Please retype every one of the rows below word for word, leaving each line unchanged.

• [Supplied data]
━━━

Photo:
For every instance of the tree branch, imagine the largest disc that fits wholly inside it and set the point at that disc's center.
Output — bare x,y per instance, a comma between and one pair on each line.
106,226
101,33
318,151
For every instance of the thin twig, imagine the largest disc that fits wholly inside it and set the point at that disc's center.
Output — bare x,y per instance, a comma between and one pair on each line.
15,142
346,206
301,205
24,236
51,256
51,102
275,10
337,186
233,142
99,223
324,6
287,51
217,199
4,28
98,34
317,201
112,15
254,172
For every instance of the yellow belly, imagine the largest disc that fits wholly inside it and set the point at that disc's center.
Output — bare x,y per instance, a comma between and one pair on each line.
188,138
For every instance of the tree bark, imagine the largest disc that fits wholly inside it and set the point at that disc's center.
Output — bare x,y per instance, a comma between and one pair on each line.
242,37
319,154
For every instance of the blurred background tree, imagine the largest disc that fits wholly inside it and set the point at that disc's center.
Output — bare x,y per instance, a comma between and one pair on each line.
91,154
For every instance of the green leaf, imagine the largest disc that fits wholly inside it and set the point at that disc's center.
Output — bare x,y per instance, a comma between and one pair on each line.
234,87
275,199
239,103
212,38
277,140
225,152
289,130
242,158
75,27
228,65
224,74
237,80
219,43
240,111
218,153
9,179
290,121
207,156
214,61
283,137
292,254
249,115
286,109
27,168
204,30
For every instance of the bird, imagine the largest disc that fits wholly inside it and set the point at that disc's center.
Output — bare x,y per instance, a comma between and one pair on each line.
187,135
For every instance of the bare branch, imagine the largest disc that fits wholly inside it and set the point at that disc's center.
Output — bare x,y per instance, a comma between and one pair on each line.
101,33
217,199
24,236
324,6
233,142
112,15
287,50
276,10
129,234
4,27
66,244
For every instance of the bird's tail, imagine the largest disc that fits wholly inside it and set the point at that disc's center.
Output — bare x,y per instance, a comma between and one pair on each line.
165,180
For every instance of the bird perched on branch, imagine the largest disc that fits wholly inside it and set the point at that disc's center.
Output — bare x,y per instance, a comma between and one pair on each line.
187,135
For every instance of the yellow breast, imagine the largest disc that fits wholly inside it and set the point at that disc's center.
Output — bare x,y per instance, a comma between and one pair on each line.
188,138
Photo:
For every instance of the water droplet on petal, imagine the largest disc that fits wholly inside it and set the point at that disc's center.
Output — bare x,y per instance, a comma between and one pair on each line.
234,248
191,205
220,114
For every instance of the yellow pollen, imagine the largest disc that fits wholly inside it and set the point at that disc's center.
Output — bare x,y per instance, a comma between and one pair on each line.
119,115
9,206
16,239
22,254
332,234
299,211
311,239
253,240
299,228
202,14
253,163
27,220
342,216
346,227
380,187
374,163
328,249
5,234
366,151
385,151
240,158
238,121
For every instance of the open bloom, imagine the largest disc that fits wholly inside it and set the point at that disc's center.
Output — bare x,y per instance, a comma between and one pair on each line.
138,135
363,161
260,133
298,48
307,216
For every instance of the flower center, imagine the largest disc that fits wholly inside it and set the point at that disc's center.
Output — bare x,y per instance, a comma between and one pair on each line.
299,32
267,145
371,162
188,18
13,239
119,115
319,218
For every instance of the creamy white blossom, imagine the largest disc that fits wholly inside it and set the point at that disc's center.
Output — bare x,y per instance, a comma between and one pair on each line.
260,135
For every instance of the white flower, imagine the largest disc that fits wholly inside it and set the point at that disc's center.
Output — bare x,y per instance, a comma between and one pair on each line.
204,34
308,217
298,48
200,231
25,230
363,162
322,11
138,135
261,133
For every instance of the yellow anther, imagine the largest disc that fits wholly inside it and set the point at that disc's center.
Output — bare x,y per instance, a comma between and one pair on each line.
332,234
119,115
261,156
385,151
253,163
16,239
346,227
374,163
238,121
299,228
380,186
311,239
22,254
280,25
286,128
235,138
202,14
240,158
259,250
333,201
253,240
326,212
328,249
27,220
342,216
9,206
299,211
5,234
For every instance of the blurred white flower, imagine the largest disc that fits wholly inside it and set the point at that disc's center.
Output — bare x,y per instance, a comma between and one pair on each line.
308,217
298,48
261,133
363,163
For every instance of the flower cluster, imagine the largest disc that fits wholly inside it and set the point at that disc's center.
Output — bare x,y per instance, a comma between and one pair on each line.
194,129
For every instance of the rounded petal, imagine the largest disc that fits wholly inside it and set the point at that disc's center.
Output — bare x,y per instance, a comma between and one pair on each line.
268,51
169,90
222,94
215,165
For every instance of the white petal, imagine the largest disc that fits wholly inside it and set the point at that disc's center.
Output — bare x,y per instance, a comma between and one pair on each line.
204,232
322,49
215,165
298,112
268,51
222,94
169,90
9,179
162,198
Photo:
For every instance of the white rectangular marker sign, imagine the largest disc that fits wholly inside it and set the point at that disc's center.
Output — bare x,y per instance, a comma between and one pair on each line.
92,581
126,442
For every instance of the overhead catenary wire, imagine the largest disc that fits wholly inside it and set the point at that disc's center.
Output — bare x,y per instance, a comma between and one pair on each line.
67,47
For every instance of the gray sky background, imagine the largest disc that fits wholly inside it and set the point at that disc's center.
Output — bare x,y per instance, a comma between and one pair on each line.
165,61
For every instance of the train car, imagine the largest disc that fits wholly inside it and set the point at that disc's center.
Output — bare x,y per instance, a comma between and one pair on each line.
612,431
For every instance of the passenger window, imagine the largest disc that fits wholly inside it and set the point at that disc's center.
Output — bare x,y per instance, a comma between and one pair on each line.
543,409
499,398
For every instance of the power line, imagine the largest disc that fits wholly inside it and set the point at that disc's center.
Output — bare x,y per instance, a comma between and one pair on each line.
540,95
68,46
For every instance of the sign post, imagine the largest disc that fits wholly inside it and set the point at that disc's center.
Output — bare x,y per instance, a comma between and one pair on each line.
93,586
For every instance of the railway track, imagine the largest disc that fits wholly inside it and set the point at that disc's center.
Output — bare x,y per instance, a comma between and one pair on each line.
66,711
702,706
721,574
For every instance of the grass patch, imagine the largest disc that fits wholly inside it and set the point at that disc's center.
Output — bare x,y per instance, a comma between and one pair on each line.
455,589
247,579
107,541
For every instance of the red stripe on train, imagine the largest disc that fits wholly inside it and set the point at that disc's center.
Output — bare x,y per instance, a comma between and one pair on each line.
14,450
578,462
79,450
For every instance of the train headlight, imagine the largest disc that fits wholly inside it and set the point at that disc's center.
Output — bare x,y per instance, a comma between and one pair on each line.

━━━

• [Reply to the exercise]
Photo:
For every instance of the tree branch, imagine the largest disc that fits wholly inside it and set the point at that disc's center.
Output — bare x,y per instance, a comma between and one pair on each line.
106,226
101,33
318,151
For every instance of the thin twig, imagine the largest disc that fits wholly inside it and set the point at that disc's center.
Output — bare x,y per instance, a comma between and one pair on each line.
15,142
346,206
301,205
24,236
51,256
51,102
275,10
337,186
233,142
99,223
324,6
287,51
217,199
4,28
98,34
317,201
112,15
254,172
For every instance of the yellow belly, imagine the largest disc that fits wholly inside it and set the point at that disc's center.
Output — bare x,y per instance, a comma between and one pair on each line.
188,138
For every instance of the tree bark, imagine the largest disc that fits wholly inside it and set the point at that disc's center.
Output — bare x,y per instance, a comma between and one pair on each line.
242,37
319,154
For every instance of the blurred background tree, imagine the largest disc that fits wholly inside it and set the point at that disc's center.
Output — bare x,y per instance, a comma between and one pair on each line.
91,154
For every instance of the green leaf, imagine the largest disc that fits wholly inside it and set the point at that disc's center.
Output — bare x,y per instance, a comma between and one pair on each line.
234,87
275,199
239,103
212,38
277,140
225,152
289,130
242,158
75,27
228,65
224,74
237,80
219,43
240,111
218,153
9,179
290,121
207,156
214,61
283,137
292,254
249,115
286,109
27,168
204,30
For every instance of the bird, imagine the largest disc that fits wholly inside it and set the point at that disc's center.
Output — bare x,y per instance, a comma between and one pair on each line.
187,135
For every instance of the bare branch, imagine the largest disc that fits wholly inside it and set the point at that disc's center.
Output — bare x,y per instance, a comma between and one pair on each line.
101,33
217,199
24,236
324,6
233,142
112,15
287,50
276,10
129,234
4,27
66,244
For every instance of the bird's tail, imagine the largest disc that fits wholly inside it and set the point at that disc's center.
Output — bare x,y per instance, a comma between and one pair on each line.
165,180
For every instance of the bird perched on branch, imagine the largest disc that fits wholly inside it and set the point at that disc's center.
Output — bare x,y per instance, a comma between and one pair on each line.
187,135
For every instance of the yellow breast, imagine the largest disc that fits wholly inside it and set the point at that disc's center.
Output — bare x,y per instance, a comma between and one pair on each line.
188,138
Photo:
For every instance of the water droplet on petal, imagine the largest disc that fits wholly inside it and set the point at that disc's center.
Output — bare x,y per instance, a comma between and one pair on each line.
234,248
191,205
220,114
For every instance of the yellow pollen, imagine the largest disc that fits wholly inside it and set the point at that disc's center.
Output — bare x,y per instance, a comma between and one pair on each line.
119,115
9,206
16,239
22,254
332,234
299,211
311,239
253,240
299,228
202,14
253,163
27,220
342,216
346,227
380,187
374,163
328,249
5,234
366,151
385,151
240,158
238,121
For every instance of the open bloom, imagine the largest disc that fits wholly inside it and set the point at that disc's center.
Output — bare x,y per instance, a comma between and one pair on each line.
138,135
363,161
260,133
298,48
307,216
For every instance of the flower center, imagine the largest disc that fits wholly inside it and set the point at that disc's center.
Output — bare x,y per instance, a comma between and one pair on each line.
299,32
267,145
371,162
188,18
13,239
119,115
319,218
For every instance of the creamy white blossom, imagine the largest disc that fits wholly inside it and set the point at that disc's center.
Output — bare x,y per instance, a comma between and one pair on each line.
260,135
For every instance of the white flower, imagine the largest disc that fits wholly inside it and set the point at that disc's center.
Output — bare x,y per instance, a comma between and one pair on each line.
204,34
308,217
298,48
200,231
25,230
363,162
322,11
138,135
261,133
For every instance of the yellow anther, imagine the largest disc that fits wholly inside it and set the point at that disc's center.
Output — bare x,y per instance, a comma between and one pair on each line.
332,234
119,115
261,156
385,151
253,163
16,239
346,227
374,163
238,121
299,228
380,186
311,239
22,254
280,25
286,128
235,138
202,14
240,158
259,250
333,201
253,240
326,212
328,249
27,220
342,216
9,206
299,211
5,234
For every instance of the blurred white flower, imagine the largest disc that fits wholly inside it and set the point at that disc's center.
Output — bare x,y per instance, a comma between and one pair on each line.
308,217
298,48
261,133
363,163
For every instance of the flower cluster, imagine the largest disc that fits wholly inside it and set the point at that disc's center.
Output — bare x,y per instance, a comma between and one pair on each line.
194,129
For every instance of the rounded petal, imagine the largest disc that fits wholly inside it and set the point at that disc's center.
Output — bare x,y per instance, a comma between and one pair on each line.
268,51
169,90
222,94
215,165
For every instance of the white petal, imagine the largest disc that fits wholly inside it and set the point at that disc's center.
Output — bare x,y per instance, a comma between and one pair on each line.
204,232
322,49
215,165
298,112
268,51
222,94
169,90
9,179
162,198
Photo:
For every instance of the white rectangular marker sign, imagine the largest disc that fits wholly inside it and set the point at that disc's center.
Output — bare x,y per instance, a comma between and one pair on each line.
92,581
126,442
For every instance of the overhead catenary wire, imagine the largest disc that fits wholly inside it and set the point at that disc's center.
Output — bare x,y per instance, a comma between and one pair on each line.
67,47
For every instance of the gray sky background, imagine the largest disc that fits wholly inside it and set the point at that disc's center.
Output — bare x,y per instance, a comma between and one pair on each line.
165,61
For every instance of the train car, imagine the largest disc that fits wholly inside it and set the point at that disc's center.
Output — bare x,y per instance, a comma between and one pair on each line.
612,431
For every instance of the passenger window, imagine the largest disc that fits wholly inside it and set the point at that disc's center.
Output — bare x,y per instance, a comma between and one pair on each line.
543,409
499,398
For every instance of the power line, imagine the largest disc that fits wholly inside it and set the point at that disc's center.
Output — bare x,y per instance, a comma between and one pair on each line.
540,95
68,46
For every instance of the sign post, imagine the largest disc that fits wholly inside it and set the point at that disc's center.
Output — bare x,y per instance, a comma between and one pair on each line.
93,586
For every instance of the railway track, imagine the largest disc that fits wholly inside it and set the point at that disc's center.
Output — bare x,y per instance, a comma between and one pair on each line.
66,711
702,706
721,574
For every instance of the grass patch, imagine the largest disc that fits wholly inside it and set the point at that disc's center.
Output — bare x,y per instance, a comma between and one pair on each line.
455,589
247,579
107,541
For every instance of the red stripe on train, imagine the largest disc that fits wholly inside it and set the point at that disc's center.
Output — bare x,y per instance, a comma between and one pair on each line.
14,450
578,462
79,450
For every instance of the train headlight, imagine the largest disc that fits wholly inside it and set the point at that disc's center.
Output — bare x,y per instance, a comma between and one pair on each line.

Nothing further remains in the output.